(Entries taken from a collection)
--- START ---

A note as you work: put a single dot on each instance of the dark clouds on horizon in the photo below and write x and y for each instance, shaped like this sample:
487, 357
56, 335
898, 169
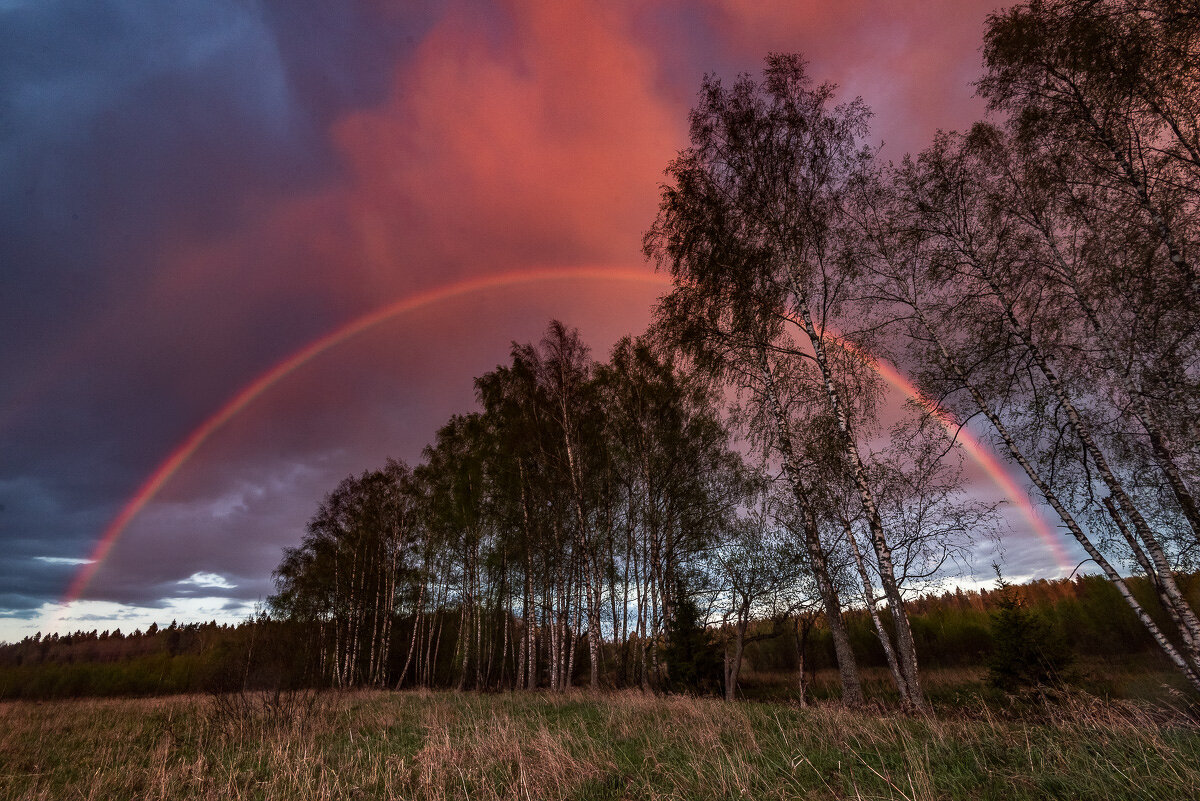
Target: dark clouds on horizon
191, 192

--- END ---

» **What you will do**
Pictures do not belong in the copy. Output all of the records exactly.

» **Answer**
A note as you work: put a single dot on each instance of the dark clouds on horizon in the photo below and write x and y for each instance, shaped like this sample:
487, 357
56, 335
898, 169
Target: dark clouds on horizon
191, 192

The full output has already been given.